● Text extract:
<<<<

Blueberry-Lavender Jam | Food and Nutrition Magazine | Stone Soup Blog

Article author photo. Marcy Gaston, MS, RD, LDThis featured post is by Marcy Gaston, MS, RD, CD. You can follow this blogger @marcyella76.

At my local farmers market, the blueberries have finally arrived, and I just could not resist purchasing a flat. While I could have made a buckle or cobbler with the scrumptious little berries, I decided to make jam.

But not just any jam — Blueberry-Lavender Jam! Because, incidentally, fresh lavender also popped up at the farmers market recently, and it made perfect sense to add a little something extra.

Cooking Notes

If you have never worked with fresh or dried lavender before, you need to know a couple of things. First, you must find "culinary grade" lavender. There are a few varieties of lavender, but you want the one that will taste the best with food. It's a safe bet that if you find dried lavender in the spice section of the store, then it's culinary grade. But if you're purchasing fresh lavender at the farmers market, ask the grower if it is a variety that is acceptable for culinary uses. Second, a little bit of lavender goes a long way. It's a very floral herb and will dominate a recipe if you use too much. For this recipe, I used 1 teaspoon of fresh lavender. It was enough to give the jam a light floral flavor, but not so much as to be overpowering. (If you use dried lavender, use half the amount you would of fresh lavender.)

Canned Jam vs. Freezer Jam
This recipe isn't really "canned" and cannot be stored at room temperature. Instead, I chose to make a freezer jam to enjoy through the winter. If you want to can jam, please follow instructions from other sources (such as the USDA Complete Guide to Home Canning, 2015 Revision).

Low-Sugar Pectin

Finally, I used low-sugar pectin for this recipe. You can find pectin in most supermarkets, but be sure to purchase low-sugar pectin to make this recipe.

>>>>

● Dataset extract:

<<<<

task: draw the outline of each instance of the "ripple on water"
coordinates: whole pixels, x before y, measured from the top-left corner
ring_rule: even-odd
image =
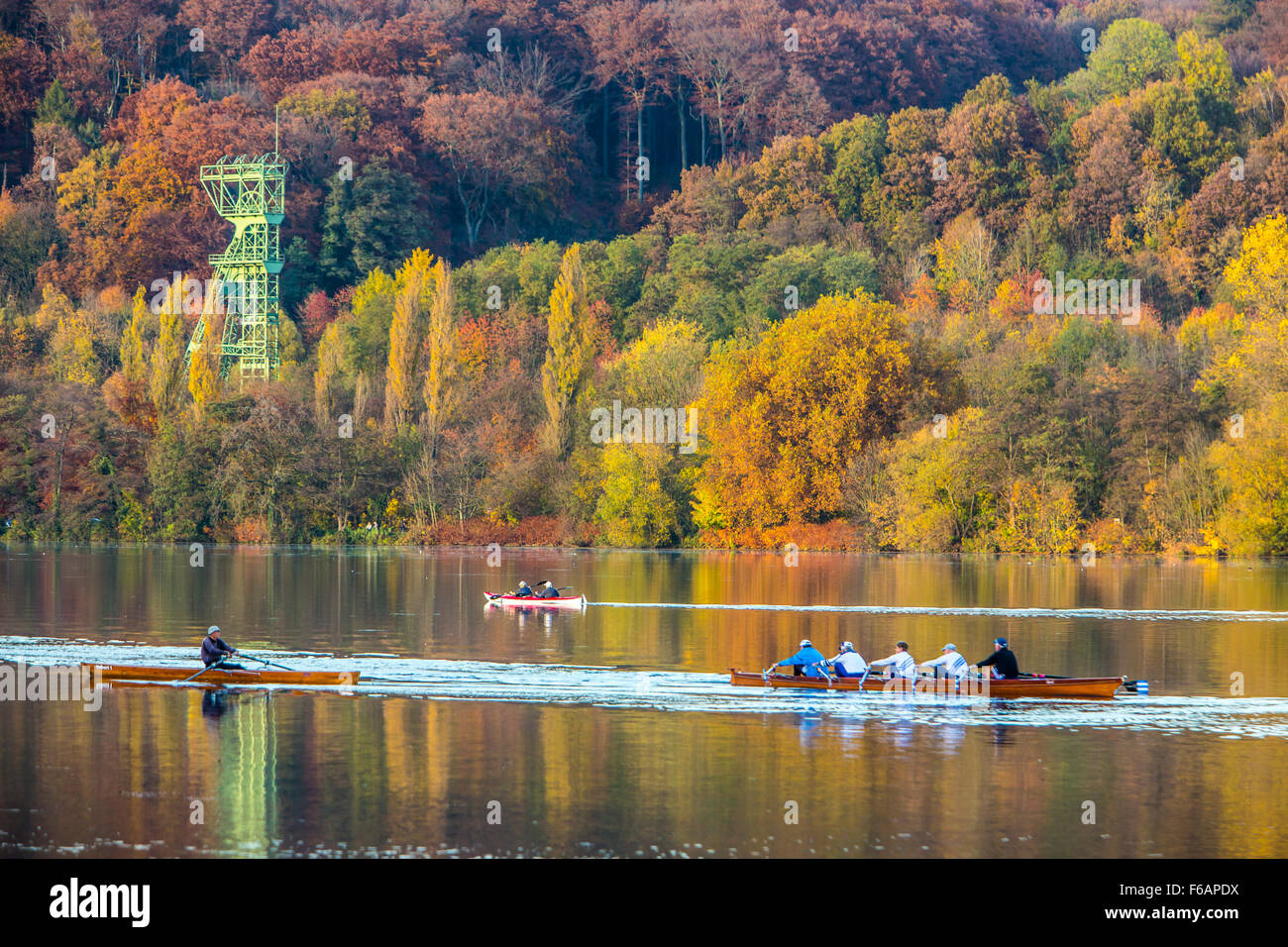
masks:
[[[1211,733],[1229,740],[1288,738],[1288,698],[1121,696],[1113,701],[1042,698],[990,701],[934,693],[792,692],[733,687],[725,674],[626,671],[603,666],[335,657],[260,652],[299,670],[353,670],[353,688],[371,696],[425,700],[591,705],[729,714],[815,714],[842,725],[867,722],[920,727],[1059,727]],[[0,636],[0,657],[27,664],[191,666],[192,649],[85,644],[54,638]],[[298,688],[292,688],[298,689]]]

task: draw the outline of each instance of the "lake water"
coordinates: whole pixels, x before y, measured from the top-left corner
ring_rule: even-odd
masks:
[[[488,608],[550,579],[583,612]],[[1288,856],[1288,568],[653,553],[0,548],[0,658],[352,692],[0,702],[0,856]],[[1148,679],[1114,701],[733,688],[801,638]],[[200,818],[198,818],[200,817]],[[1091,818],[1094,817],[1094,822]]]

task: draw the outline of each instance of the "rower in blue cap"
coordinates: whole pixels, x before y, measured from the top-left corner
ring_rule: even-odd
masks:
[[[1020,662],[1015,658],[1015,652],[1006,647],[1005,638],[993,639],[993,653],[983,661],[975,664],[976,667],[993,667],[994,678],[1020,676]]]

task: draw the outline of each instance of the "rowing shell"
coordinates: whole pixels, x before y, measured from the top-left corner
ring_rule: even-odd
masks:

>>>>
<<<<

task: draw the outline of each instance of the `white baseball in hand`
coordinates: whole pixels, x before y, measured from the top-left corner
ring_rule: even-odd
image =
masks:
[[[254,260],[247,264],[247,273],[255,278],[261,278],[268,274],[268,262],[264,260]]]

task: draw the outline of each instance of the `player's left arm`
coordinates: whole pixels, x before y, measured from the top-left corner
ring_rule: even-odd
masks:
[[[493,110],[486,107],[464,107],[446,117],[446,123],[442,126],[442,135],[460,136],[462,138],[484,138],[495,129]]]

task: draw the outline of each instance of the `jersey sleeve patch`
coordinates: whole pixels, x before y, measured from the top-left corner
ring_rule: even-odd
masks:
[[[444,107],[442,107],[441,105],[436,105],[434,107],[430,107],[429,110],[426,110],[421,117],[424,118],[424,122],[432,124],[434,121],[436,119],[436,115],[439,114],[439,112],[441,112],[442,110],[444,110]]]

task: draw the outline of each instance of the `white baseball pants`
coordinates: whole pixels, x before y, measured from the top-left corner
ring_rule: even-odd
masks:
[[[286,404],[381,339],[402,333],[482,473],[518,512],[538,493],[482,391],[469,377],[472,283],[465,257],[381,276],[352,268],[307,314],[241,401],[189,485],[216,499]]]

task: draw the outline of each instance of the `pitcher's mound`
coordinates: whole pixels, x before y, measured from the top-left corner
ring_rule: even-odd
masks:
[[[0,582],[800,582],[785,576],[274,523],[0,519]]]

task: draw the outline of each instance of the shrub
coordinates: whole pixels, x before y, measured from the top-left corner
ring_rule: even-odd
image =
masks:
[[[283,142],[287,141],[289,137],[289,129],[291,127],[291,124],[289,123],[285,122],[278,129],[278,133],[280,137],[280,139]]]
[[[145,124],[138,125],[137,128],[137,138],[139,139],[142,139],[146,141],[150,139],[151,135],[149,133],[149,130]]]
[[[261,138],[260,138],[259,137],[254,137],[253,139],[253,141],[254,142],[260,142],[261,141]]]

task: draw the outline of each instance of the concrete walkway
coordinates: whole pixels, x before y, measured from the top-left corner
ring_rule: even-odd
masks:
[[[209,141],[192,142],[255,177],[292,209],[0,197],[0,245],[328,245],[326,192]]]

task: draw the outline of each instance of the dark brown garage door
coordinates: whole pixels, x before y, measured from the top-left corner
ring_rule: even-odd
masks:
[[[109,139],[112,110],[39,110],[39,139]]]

>>>>
<<<<

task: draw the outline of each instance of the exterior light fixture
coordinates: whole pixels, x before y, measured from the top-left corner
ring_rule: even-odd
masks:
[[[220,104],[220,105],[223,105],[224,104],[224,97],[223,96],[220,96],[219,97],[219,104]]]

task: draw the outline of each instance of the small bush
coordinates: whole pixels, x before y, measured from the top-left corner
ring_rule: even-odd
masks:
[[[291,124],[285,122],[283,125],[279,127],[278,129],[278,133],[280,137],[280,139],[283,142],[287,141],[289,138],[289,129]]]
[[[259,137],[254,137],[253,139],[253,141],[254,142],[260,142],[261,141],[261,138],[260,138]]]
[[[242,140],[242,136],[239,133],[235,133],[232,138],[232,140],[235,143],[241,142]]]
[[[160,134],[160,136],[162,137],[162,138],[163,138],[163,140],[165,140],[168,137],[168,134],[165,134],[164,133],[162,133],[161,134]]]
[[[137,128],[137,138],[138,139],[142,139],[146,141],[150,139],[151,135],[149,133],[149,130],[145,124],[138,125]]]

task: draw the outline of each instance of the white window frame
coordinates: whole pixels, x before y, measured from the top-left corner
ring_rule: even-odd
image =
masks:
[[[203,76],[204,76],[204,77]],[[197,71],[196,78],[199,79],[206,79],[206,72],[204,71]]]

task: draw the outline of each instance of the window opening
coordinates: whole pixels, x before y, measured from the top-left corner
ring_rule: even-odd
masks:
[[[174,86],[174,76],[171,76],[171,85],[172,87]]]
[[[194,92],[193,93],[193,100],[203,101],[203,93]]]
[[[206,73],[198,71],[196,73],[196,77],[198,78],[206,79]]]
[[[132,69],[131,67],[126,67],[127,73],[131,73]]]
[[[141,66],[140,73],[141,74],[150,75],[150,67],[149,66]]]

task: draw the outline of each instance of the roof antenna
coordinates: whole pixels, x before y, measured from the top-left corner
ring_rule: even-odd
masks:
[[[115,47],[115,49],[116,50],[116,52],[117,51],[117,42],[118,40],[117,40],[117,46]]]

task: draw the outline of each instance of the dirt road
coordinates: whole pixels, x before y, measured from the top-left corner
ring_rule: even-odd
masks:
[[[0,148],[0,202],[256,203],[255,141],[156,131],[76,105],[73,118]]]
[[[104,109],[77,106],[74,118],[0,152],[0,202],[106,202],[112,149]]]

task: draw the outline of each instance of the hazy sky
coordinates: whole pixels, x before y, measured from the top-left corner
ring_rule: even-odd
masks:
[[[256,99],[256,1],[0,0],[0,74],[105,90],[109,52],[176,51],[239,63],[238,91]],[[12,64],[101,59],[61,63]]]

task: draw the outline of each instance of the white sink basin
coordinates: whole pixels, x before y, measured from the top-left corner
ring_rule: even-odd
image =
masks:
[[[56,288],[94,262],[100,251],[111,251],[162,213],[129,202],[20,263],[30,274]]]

>>>>

● What is asked:
1. Decide whether each statement agrees with the blueberry-lavender jam post, answering yes or no and quoting the words from the post that settle it: (a) the author used 1 teaspoon of fresh lavender in the recipe; (b) the finished jam can be stored at room temperature; (c) dried lavender should be used at twice the amount of fresh.
2. Output, word for word, the stretch of the blueberry-lavender jam post from "At my local" through "to make jam.".

● Task results:
1.
(a) Yes: "For this recipe, I used 1 teaspoon of fresh lavender."
(b) No: "This recipe isn't really "canned" and cannot be stored at room temperature."
(c) No: "If you use dried lavender, use half the amount you would of fresh lavender."

2.
At my local farmers market, the blueberries have finally arrived, and I just could not resist purchasing a flat. While I could have made a buckle or cobbler with the scrumptious little berries, I decided to make jam.